What the exercise asks — Render the rows below as a Markdown table with two columns: Line for each row's number and Text for the row itself. Leave out any blank lines.

--- Start Material for this task ---

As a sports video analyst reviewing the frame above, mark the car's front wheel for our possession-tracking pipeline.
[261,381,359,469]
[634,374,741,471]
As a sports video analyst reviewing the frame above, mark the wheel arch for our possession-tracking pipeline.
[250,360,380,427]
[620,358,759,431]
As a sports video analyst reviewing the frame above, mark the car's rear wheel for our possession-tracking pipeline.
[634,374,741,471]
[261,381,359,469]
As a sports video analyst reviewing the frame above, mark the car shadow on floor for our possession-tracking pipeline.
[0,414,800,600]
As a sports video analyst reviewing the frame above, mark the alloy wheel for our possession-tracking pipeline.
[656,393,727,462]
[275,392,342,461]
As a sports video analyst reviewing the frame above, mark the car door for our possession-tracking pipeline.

--- End Material for this task ---

Expected answer —
| Line | Text |
|---|---|
| 1 | As a sports video analyst reviewing the frame above, mark the car's front wheel for our possession-tracking pipeline. |
| 2 | [261,381,359,469] |
| 3 | [634,374,741,471] |
| 4 | As a sports video analyst reviewing the frame above, mark the wheel arch for our possession-tracking pipeline. |
| 5 | [250,360,380,427] |
| 6 | [620,358,759,431] |
| 7 | As a sports video analyst reviewing the frame above, mark the car's rear wheel for our possession-tracking pipeline. |
| 8 | [634,374,741,471] |
| 9 | [261,381,359,469] |
| 10 | As a sports video analyst reviewing the frame above, mark the car shadow on floor for our possession-tracking pipeline. |
| 11 | [0,414,800,600] |
| 12 | As a sports video analyst reviewing the frame above, mark the alloy wheel for our possession-tracking pipeline. |
| 13 | [656,393,727,462] |
| 14 | [275,392,342,461] |
| 15 | As a sports video analyst reviewing the frame above, mark the car door for our possession-tracking pipeline. |